What is expected ->
All entries below are to be duplicated verbatim.
Dataset entries: Begin
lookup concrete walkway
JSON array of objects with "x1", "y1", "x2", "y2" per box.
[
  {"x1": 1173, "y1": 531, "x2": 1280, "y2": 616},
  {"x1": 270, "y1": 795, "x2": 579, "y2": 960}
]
Dataset entries: End
Answer below ->
lookup concrete walkway
JSON array of objects with "x1", "y1", "x2", "y2" per box.
[
  {"x1": 1173, "y1": 531, "x2": 1280, "y2": 616},
  {"x1": 270, "y1": 795, "x2": 579, "y2": 960}
]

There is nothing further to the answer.